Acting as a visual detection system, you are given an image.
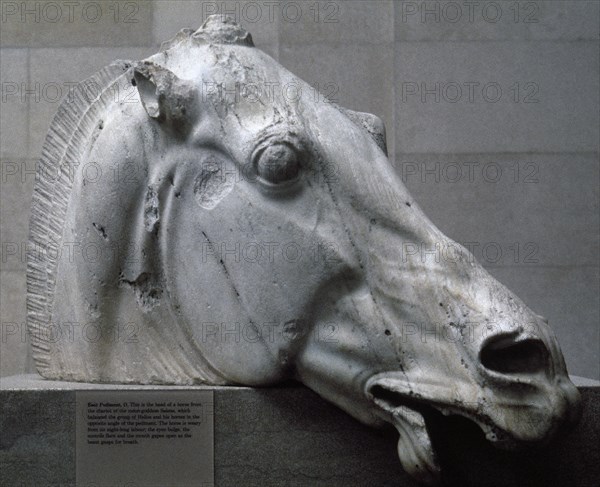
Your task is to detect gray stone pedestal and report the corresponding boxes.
[1,374,598,487]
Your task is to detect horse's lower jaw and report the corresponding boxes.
[389,402,441,485]
[368,385,441,485]
[366,378,520,486]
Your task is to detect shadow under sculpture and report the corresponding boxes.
[27,15,581,486]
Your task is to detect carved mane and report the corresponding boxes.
[27,61,132,375]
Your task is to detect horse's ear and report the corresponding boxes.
[132,61,195,131]
[341,108,388,156]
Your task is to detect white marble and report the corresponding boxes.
[27,16,581,485]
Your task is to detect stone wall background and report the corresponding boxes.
[1,0,598,379]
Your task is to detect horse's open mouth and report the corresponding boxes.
[366,379,520,486]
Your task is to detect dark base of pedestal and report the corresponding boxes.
[1,375,598,487]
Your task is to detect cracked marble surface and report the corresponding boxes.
[26,16,583,485]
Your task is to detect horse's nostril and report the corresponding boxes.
[480,335,549,374]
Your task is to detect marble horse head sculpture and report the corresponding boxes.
[27,15,580,485]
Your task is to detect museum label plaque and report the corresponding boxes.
[76,390,214,487]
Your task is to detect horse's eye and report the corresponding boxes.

▬▬▬

→ **The task**:
Copy out the material above exactly; the images stay out.

→ **Task output**:
Acting as a visual detection system, you are given an image.
Your task is to detect gray stone pedestal and report the corresponding boxes.
[1,374,598,487]
Your task is to detect horse's lower jaw and report the corresponding boxes.
[389,402,441,485]
[368,385,441,485]
[366,378,520,486]
Your task is to detect shadow under sculpture and report the corresponding boxes.
[27,15,581,486]
Your task is to detect carved mane and report the corresponding boxes.
[27,61,132,375]
Your task is to detect horse's ear and report the corresponding boxes.
[132,61,195,131]
[341,108,388,156]
Your task is to detect white marble and report the corresponding boxes.
[27,16,581,485]
Your task is to detect stone wall background and report the corresponding boxes.
[1,0,598,379]
Your task is to detect horse's open mouth and report the corresponding boxes.
[366,379,520,486]
Your task is to detect dark base of pedestal and report the corresponding boxes.
[1,375,598,487]
Your task is to detect cracked marble surface and report the corresponding boxes.
[26,16,583,485]
Your task is to detect horse's nostril and report the corresponding boxes.
[480,335,549,374]
Your task is to detect marble horse head sculpture and report the corresponding boxes.
[27,15,580,485]
Your task is to detect museum label plaque and report the corresponding boxes.
[76,390,214,487]
Your task is to detect horse's eye and report the corresponding boxes.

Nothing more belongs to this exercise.